CHALLENGE 1
Write out the listing lines word for word, starting with the line containing "The component shall locate the wooden slat" and going on through the final line of the listing.

Visible Light and Infrared Image Fusion Network Based on Multi-modal Feature Fusion and Scene Information Embedding
-
Abstract
In order to solve the problem of poor fusion effect of infrared and visible light images caused by unclear image targets and insufficient information extraction ability under complex weather conditions, a new infrared and visible image fusion method based on multi-modal feature fusion and scene information embedding is proposed. Firstly, in order to enhance the image feature extraction capability under complex environments, a hybrid prior knowledge module based on low-light illuminance enhancement and dark channel prior defogging is designed. Secondly, in order to overcome the limitation of existing methods in understanding the semantic information of visible light image scenes, the CLIP model is introduced and improved by using LoRA technology to effectively obtain the scene information from visible light images. Finally, by designing a collaboration network integrating fusion and segmentation, the significant target information and image quality of fused results are further improved. Comparative experiments are conducted on public datasets with other nine fusion methods, and the experimental results show that the proposed method has excellent fusion performance, and the AG, SF, SD and VIF metrics are improved by 145.79%, 116.77%, 78.77% and 73.86% on the LLVIP dataset, respectively. On the MSRS dataset dominated by extreme environments, the metrics of AG, EN, SF, SD, VIF and MI are improved by 95.11%, 36.13%, 43.53%, 155.86%, 82.66% and 67.22%, respectively. On the M3FD dataset with dynamic blur and complex lighting, the metrics of AG, SF and SD are improved by 81.45%, 90.49% and 87.18%, respectively.
-
-

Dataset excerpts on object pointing
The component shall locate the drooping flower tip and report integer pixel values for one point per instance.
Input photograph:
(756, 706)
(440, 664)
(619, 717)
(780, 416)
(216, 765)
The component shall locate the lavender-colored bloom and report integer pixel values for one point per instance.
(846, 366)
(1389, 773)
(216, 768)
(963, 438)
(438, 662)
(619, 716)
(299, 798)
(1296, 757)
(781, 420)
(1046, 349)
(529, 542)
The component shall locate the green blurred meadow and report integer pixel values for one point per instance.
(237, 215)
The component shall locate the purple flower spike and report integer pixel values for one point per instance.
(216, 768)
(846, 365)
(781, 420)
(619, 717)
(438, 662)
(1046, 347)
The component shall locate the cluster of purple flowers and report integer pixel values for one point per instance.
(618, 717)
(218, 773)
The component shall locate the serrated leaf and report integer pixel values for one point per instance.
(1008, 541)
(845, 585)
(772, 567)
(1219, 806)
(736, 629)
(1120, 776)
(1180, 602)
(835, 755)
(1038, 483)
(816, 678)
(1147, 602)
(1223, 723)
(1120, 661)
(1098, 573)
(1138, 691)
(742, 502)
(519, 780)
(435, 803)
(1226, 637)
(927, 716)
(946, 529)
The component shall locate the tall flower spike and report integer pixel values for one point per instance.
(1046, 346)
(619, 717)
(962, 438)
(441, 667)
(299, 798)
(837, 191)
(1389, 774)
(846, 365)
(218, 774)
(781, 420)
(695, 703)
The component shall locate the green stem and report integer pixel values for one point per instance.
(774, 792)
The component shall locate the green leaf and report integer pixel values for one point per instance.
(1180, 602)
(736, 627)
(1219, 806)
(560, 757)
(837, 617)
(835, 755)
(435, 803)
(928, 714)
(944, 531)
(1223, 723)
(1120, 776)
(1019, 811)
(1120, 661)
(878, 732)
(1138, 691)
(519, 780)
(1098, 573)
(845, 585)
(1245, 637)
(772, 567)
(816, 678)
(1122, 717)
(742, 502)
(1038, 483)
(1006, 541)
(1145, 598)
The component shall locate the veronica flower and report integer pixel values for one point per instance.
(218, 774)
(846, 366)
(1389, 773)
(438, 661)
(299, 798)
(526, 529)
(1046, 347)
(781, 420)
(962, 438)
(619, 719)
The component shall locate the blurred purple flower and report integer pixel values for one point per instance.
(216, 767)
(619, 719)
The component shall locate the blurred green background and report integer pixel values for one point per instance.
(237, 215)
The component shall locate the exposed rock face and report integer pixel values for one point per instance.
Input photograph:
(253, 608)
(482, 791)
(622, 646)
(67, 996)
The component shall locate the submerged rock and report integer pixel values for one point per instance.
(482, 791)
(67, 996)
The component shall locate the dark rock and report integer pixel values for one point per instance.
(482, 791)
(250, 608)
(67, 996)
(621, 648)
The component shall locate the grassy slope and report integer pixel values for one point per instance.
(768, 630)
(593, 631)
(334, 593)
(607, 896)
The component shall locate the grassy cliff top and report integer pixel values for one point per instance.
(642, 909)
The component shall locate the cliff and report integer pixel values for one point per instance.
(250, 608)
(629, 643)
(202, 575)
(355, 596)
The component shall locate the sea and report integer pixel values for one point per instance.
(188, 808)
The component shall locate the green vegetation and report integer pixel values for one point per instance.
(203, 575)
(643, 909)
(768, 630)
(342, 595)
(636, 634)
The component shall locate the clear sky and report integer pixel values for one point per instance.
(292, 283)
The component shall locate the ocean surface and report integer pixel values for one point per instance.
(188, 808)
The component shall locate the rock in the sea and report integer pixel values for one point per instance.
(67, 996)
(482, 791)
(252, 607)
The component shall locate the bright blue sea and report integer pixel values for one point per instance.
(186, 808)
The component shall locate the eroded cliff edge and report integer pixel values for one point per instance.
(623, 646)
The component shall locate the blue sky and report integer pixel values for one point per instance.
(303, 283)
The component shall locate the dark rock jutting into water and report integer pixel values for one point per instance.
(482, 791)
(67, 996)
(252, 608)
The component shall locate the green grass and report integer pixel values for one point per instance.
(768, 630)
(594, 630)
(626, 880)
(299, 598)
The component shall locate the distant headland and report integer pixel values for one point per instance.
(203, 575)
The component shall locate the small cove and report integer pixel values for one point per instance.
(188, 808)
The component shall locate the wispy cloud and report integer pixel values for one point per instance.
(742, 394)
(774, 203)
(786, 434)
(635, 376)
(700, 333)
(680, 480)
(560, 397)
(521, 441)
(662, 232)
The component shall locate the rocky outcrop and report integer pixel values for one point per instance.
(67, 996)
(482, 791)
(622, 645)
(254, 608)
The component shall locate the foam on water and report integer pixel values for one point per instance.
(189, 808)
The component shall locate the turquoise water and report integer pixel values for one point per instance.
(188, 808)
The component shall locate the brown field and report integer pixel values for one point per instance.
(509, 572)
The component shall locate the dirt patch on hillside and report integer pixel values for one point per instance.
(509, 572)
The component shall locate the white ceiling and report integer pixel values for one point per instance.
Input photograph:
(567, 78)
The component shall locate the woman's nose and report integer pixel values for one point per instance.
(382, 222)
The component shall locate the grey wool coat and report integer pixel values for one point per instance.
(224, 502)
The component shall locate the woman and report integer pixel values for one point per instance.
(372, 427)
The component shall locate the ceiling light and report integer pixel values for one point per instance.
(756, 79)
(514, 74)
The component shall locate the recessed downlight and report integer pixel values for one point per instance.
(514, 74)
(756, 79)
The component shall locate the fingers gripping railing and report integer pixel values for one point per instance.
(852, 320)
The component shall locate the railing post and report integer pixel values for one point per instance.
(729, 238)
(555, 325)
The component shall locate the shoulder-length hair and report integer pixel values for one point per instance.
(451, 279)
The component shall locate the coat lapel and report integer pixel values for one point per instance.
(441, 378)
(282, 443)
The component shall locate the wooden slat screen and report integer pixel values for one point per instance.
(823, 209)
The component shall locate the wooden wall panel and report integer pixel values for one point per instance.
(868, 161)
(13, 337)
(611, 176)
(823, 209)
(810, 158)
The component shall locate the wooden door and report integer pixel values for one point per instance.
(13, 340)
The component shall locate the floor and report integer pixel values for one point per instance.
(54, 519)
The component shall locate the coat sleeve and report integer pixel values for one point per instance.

CHALLENGE 2
According to the image fusion abstract, which model is brought in and improved with LoRA to capture scene information from visible light images?

TASK RESULT 1
The component shall locate the wooden slat screen and report integer pixel values for one point per instance.
(823, 209)
The component shall locate the wooden wall panel and report integer pixel values for one point per instance.
(868, 161)
(13, 337)
(611, 176)
(823, 209)
(810, 158)
The component shall locate the wooden door and report integer pixel values for one point per instance.
(13, 340)
The component shall locate the floor and report integer pixel values for one point per instance.
(54, 519)
The component shall locate the coat sleeve and report integer pixel values for one point per instance.

TASK RESULT 2
The CLIP model.